[Referring expression pointing data]
▬▬▬▬▬▬▬▬▬▬
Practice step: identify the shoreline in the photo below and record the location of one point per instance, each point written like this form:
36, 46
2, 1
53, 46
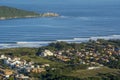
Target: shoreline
48, 14
37, 44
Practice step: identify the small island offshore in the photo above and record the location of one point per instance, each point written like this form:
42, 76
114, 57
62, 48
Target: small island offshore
11, 13
92, 60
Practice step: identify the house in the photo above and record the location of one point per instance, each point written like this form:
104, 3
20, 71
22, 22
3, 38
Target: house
22, 77
38, 70
46, 53
6, 72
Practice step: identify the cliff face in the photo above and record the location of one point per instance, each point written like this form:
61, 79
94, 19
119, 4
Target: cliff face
10, 13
▬▬▬▬▬▬▬▬▬▬
### TASK ITEM
Could all the data above be given again exactly, leaving out its images?

### SOLUTION
Practice step: identify the shoreline in the photo below and record the location of one point per instance, each point written like this form:
36, 46
2, 1
53, 46
Target: shoreline
48, 14
37, 44
Practice step: identify the small island offshore in the photo above and record the location of one point per instance, each point written like this form:
42, 76
114, 57
62, 48
Target: small island offshore
11, 13
92, 60
Practice step: identify the house in the photo above and record the location of one point per instance, each point written like this form:
104, 3
20, 71
22, 22
3, 38
Target: house
22, 77
38, 70
46, 53
6, 72
Practice step: identify the cliff face in the photo above and record the location of one point per instance, each point written like this form:
61, 79
94, 19
119, 4
Target: cliff face
10, 13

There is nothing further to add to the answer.